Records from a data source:
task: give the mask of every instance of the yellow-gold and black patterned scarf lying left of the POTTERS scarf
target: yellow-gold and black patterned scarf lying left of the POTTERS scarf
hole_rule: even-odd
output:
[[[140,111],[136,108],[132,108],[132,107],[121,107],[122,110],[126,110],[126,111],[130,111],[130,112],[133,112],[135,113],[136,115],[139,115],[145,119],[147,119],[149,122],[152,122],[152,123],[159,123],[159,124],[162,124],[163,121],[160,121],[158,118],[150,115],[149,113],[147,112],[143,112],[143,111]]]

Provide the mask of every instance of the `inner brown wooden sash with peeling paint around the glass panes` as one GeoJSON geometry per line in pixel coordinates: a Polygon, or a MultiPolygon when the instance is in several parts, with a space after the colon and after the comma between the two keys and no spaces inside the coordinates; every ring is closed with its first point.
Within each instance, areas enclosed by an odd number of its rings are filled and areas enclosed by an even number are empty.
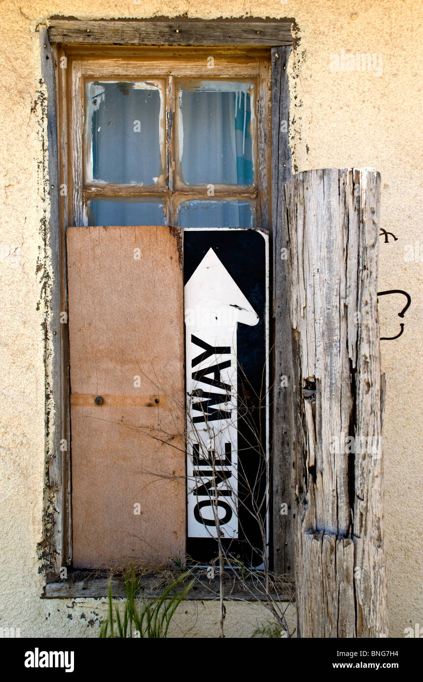
{"type": "MultiPolygon", "coordinates": [[[[236,185],[213,184],[213,196],[217,198],[247,199],[258,198],[257,213],[258,220],[255,227],[267,230],[270,223],[270,207],[268,205],[269,183],[270,183],[270,150],[266,144],[265,130],[268,128],[268,105],[270,90],[270,55],[266,55],[265,50],[234,50],[219,49],[215,54],[217,63],[210,70],[207,65],[207,57],[215,48],[192,48],[181,47],[161,48],[160,54],[157,48],[131,48],[127,55],[122,54],[121,47],[110,47],[105,54],[103,47],[94,46],[72,46],[71,48],[59,48],[59,60],[61,57],[67,59],[67,68],[62,70],[61,76],[68,74],[67,84],[64,81],[59,87],[59,97],[64,93],[71,95],[72,106],[67,106],[67,113],[72,108],[67,131],[68,139],[68,159],[66,164],[67,177],[61,181],[67,186],[67,201],[64,203],[63,216],[65,225],[84,225],[87,223],[87,216],[84,215],[83,205],[91,198],[100,196],[135,198],[148,196],[150,198],[162,198],[167,205],[167,224],[176,226],[178,205],[183,201],[190,201],[195,198],[208,198],[208,186],[185,186],[178,181],[178,173],[175,170],[175,162],[178,158],[178,140],[176,136],[176,125],[178,122],[178,106],[176,99],[178,87],[186,78],[205,78],[206,80],[253,80],[257,95],[258,106],[262,112],[262,124],[258,126],[258,159],[255,170],[256,178],[254,186],[242,187],[236,185]],[[136,50],[136,52],[134,52],[136,50]],[[181,50],[183,50],[181,52],[181,50]],[[175,54],[176,52],[176,54],[175,54]],[[62,55],[63,53],[63,55],[62,55]],[[171,75],[169,75],[171,73],[171,75]],[[70,74],[70,76],[69,76],[70,74]],[[228,75],[230,74],[230,76],[228,75]],[[168,157],[169,169],[169,188],[164,186],[130,186],[119,185],[118,183],[99,183],[95,181],[87,182],[87,169],[84,162],[87,158],[85,134],[80,125],[80,111],[84,106],[83,87],[93,79],[110,80],[111,78],[157,78],[169,80],[169,87],[166,97],[170,102],[166,102],[168,108],[168,122],[166,128],[170,134],[170,140],[166,139],[166,156],[168,157]],[[174,121],[172,121],[172,114],[174,121]],[[78,188],[78,190],[76,190],[78,188]],[[82,201],[79,188],[82,188],[82,201]]],[[[65,102],[63,102],[63,111],[65,102]]],[[[64,118],[64,117],[63,117],[64,118]]],[[[61,129],[63,119],[58,120],[58,128],[61,129]]],[[[85,121],[87,125],[87,121],[85,121]]],[[[64,131],[63,131],[64,133],[64,131]]],[[[65,149],[61,149],[62,153],[65,149]]],[[[62,182],[61,182],[62,183],[62,182]]]]}

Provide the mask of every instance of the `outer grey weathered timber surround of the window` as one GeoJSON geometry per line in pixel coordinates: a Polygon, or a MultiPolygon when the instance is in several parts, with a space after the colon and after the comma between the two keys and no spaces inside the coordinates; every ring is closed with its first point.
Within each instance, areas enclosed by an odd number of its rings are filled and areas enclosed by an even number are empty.
{"type": "MultiPolygon", "coordinates": [[[[69,139],[66,108],[63,100],[66,50],[81,46],[210,46],[234,48],[268,48],[271,60],[271,225],[273,244],[273,325],[275,343],[272,427],[272,559],[275,572],[294,576],[294,534],[292,514],[281,516],[281,503],[293,509],[294,469],[290,454],[289,409],[287,393],[279,389],[281,374],[289,374],[287,349],[291,344],[288,306],[285,291],[283,262],[276,257],[277,226],[281,220],[282,190],[291,177],[289,149],[289,89],[287,61],[292,50],[293,20],[131,20],[83,21],[50,20],[40,29],[42,75],[47,89],[48,114],[48,177],[50,183],[50,249],[52,258],[52,286],[50,318],[46,330],[46,357],[52,357],[52,379],[46,391],[46,453],[48,481],[45,490],[44,539],[40,554],[47,574],[46,597],[69,597],[69,581],[59,580],[61,567],[72,564],[72,518],[69,449],[69,340],[63,324],[67,310],[67,280],[65,260],[65,230],[69,222],[67,201],[63,194],[72,196],[65,187],[68,168],[65,162],[69,139]],[[62,93],[60,96],[59,93],[62,93]],[[58,125],[59,123],[59,125],[58,125]],[[64,153],[59,154],[59,147],[64,153]],[[65,190],[63,188],[65,187],[65,190]],[[283,353],[283,357],[282,357],[283,353]],[[52,408],[54,417],[51,417],[52,408]]],[[[129,48],[130,49],[130,48],[129,48]]],[[[268,140],[263,140],[268,144],[268,140]]],[[[75,223],[76,224],[76,223],[75,223]]],[[[80,223],[81,224],[81,223],[80,223]]],[[[75,576],[78,578],[78,576],[75,576]]],[[[84,578],[84,576],[80,576],[84,578]]],[[[80,580],[73,583],[72,596],[103,596],[105,586],[80,580]]],[[[194,595],[193,595],[194,596],[194,595]]],[[[213,596],[197,591],[195,597],[213,596]]],[[[245,594],[243,595],[245,598],[245,594]]]]}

Description of the task | Go through the records from the first line and copy each one exactly, ending after the line that contains "hole_rule: even-odd". Give nothing else.

Task result |
task: give the mask of every instance of the yellow-gold and black patterned scarf lying left of the POTTERS scarf
target: yellow-gold and black patterned scarf lying left of the POTTERS scarf
hole_rule: even-odd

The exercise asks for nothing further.